| Assigned task |
Answer these questions using the text on public and private space below.
(a) What dichotomy do the warnings to Muslims seek to establish and cement?
(b) When Muslims try to obscure their religion, what charge are they left open to?
(c) Which places does the text list as Muslim spaces?

Public vs. Private Space
Oft pronounced warnings to Muslims to limit their religious/cultural practices and symbols to their own spaces seek to establish and cement a public-Hindu, private-Muslim dichotomy. Muslims can indulge in their everyday displays of Muslimness—performance of namaz, wearing of hijab or any other, provided they do so within their private realm. BJP leadership repeatedly caution and its supporters often intimidate Muslim citizens to refrain from these displays in what is cast as a steadily homogenizing Hindu public realm. Faced with immense pressure, many Muslims are increasingly compelled to conduct themselves in public spaces as essentially disembodied beings in religious and communitarian terms, invisibilizing all identifiers. Yet even here they encounter blatant discrimination: the attempts to obscure and efface their religion leave Muslims open to the charge of deceit and duplicity. They can, at will, be accused of deception and deliberate concealment of their religious identity.
Spaces are divided into the Muslim (Muslim homes, madrasas and mosques), and the Hindu (schools, colleges, roads, parks and practically all other public spaces).

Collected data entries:
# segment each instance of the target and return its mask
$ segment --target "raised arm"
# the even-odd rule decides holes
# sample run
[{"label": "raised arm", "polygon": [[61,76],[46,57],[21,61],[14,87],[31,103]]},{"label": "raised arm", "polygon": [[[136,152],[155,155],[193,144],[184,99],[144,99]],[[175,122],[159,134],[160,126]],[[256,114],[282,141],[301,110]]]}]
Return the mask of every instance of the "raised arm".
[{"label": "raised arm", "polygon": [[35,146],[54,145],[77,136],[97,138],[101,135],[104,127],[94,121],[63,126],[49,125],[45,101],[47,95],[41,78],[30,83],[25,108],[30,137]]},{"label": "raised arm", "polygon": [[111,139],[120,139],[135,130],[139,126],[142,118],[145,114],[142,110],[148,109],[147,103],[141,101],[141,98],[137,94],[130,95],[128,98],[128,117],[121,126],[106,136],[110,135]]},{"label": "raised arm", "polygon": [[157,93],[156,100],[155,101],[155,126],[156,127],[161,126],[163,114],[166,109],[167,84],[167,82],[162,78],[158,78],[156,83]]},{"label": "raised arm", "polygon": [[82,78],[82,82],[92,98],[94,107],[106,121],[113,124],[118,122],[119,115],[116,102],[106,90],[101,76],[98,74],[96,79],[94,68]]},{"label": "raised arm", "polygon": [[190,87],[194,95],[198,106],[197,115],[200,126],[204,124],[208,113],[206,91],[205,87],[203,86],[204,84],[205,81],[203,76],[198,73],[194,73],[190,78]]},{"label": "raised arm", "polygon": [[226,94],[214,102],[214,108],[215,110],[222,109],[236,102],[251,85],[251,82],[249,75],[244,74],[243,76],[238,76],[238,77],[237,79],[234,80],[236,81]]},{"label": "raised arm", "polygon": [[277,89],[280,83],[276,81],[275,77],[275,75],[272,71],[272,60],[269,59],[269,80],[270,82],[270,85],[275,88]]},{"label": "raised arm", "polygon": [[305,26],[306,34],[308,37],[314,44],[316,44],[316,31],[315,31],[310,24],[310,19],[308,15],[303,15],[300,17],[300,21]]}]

| Written response |
(a) A public-Hindu, private-Muslim dichotomy.
(b) The charge of deceit and duplicity.
(c) Muslim homes, madrasas and mosques.